Page excerpt:

::::::

# Cc longevity



## gunner1000 (Mar 26, 2014)

How long do they last? Post highest miles please


Sent from my iPhone using Tapatalk


----------



## JerryVO (Dec 6, 2010)

72, 000 miles. Problems so far: 1 bad coil pack, replaced mecatronics unit, bad rear wiring harness replaced.

Sent from my SCH-I605 using Tapatalk


----------



## jsausley (Dec 2, 2011)

2,400 miles and still going strong. 

Silly thread, this completely depends on the maintenance of the car and besides that, any random issues can't really be predicted very well.


----------



## CCdave (Jan 13, 2013)

Strange thread indeed, but I understand why it was asked.

31k on my '13 and so far no issues (knocks on wood).

The dash does squeak a little on hard acceleration, but that happens so seldom that it's not an issue.


----------



## DMBAdict04 (Nov 21, 2003)

*2012*

I have a 2012 2.0T Sport with 77,500 miles on it. 

I've been pretty good about maintenance and followed the VW Maintenance Schedule. I haven't had any issues aside from tires.

::::::

Data listing:
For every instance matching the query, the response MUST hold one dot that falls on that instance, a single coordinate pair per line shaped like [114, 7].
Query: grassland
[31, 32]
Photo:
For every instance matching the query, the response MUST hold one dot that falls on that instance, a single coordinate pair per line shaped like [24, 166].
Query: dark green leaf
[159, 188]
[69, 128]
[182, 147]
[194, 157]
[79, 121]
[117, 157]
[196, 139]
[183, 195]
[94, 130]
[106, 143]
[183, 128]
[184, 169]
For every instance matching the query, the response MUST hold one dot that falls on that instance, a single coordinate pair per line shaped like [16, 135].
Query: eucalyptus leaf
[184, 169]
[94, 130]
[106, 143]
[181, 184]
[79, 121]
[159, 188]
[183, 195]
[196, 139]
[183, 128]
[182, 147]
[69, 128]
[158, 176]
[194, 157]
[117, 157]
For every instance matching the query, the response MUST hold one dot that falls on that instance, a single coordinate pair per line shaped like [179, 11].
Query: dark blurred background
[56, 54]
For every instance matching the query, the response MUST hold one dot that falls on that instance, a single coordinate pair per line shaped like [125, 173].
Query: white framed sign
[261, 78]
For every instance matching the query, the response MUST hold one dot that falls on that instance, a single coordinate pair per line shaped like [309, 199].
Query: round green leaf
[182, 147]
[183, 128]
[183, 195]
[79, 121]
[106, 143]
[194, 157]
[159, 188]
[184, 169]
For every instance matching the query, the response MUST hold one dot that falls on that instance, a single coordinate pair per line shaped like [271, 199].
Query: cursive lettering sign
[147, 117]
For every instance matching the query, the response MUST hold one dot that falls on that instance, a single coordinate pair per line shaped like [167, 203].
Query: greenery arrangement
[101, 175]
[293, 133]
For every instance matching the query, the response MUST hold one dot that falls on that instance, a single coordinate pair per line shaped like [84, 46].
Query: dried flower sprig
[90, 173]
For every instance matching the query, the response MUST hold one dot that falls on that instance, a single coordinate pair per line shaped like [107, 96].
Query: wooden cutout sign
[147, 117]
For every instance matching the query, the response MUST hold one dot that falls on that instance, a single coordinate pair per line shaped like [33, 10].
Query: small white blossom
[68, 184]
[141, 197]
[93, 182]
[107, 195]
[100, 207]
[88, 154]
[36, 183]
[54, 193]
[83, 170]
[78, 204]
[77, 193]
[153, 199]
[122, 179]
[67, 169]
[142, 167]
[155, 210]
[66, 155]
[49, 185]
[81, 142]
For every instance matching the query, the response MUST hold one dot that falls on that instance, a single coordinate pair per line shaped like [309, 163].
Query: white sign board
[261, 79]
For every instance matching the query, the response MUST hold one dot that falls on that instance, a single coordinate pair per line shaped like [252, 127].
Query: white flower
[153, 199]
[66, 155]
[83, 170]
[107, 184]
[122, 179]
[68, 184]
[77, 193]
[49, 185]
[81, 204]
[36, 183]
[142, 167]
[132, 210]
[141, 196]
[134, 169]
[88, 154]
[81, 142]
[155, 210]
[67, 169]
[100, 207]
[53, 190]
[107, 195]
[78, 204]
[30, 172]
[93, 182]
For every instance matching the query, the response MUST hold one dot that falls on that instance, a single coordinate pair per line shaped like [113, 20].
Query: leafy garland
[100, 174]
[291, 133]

::::::

What is asked:
**A.** Reproduce the entire CC longevity thread without any changes.
**B.** Write out the part of the listing that starts at the line containing "like [84, 46]." and ends at the listing's last line, including both of those lines.
The CC longevity thread and the listing are unrelated to each other.

Problem solutions:
**A.**
# Cc longevity



## gunner1000 (Mar 26, 2014)

How long do they last? Post highest miles please


Sent from my iPhone using Tapatalk


----------



## JerryVO (Dec 6, 2010)

72, 000 miles. Problems so far: 1 bad coil pack, replaced mecatronics unit, bad rear wiring harness replaced.

Sent from my SCH-I605 using Tapatalk


----------



## jsausley (Dec 2, 2011)

2,400 miles and still going strong. 

Silly thread, this completely depends on the maintenance of the car and besides that, any random issues can't really be predicted very well.


----------



## CCdave (Jan 13, 2013)

Strange thread indeed, but I understand why it was asked.

31k on my '13 and so far no issues (knocks on wood).

The dash does squeak a little on hard acceleration, but that happens so seldom that it's not an issue.


----------



## DMBAdict04 (Nov 21, 2003)

*2012*

I have a 2012 2.0T Sport with 77,500 miles on it. 

I've been pretty good about maintenance and followed the VW Maintenance Schedule. I haven't had any issues aside from tires.

**B.**
For every instance matching the query, the response MUST hold one dot that falls on that instance, a single coordinate pair per line shaped like [84, 46].
Query: dried flower sprig
[90, 173]
For every instance matching the query, the response MUST hold one dot that falls on that instance, a single coordinate pair per line shaped like [107, 96].
Query: wooden cutout sign
[147, 117]
For every instance matching the query, the response MUST hold one dot that falls on that instance, a single coordinate pair per line shaped like [33, 10].
Query: small white blossom
[68, 184]
[141, 197]
[93, 182]
[107, 195]
[100, 207]
[88, 154]
[36, 183]
[54, 193]
[83, 170]
[78, 204]
[77, 193]
[153, 199]
[122, 179]
[67, 169]
[142, 167]
[155, 210]
[66, 155]
[49, 185]
[81, 142]
For every instance matching the query, the response MUST hold one dot that falls on that instance, a single coordinate pair per line shaped like [309, 163].
Query: white sign board
[261, 79]
For every instance matching the query, the response MUST hold one dot that falls on that instance, a single coordinate pair per line shaped like [252, 127].
Query: white flower
[153, 199]
[66, 155]
[83, 170]
[107, 184]
[122, 179]
[68, 184]
[77, 193]
[49, 185]
[81, 204]
[36, 183]
[142, 167]
[132, 210]
[141, 196]
[134, 169]
[88, 154]
[81, 142]
[155, 210]
[67, 169]
[100, 207]
[53, 190]
[107, 195]
[78, 204]
[30, 172]
[93, 182]
For every instance matching the query, the response MUST hold one dot that falls on that instance, a single coordinate pair per line shaped like [113, 20].
Query: leafy garland
[100, 174]
[291, 133]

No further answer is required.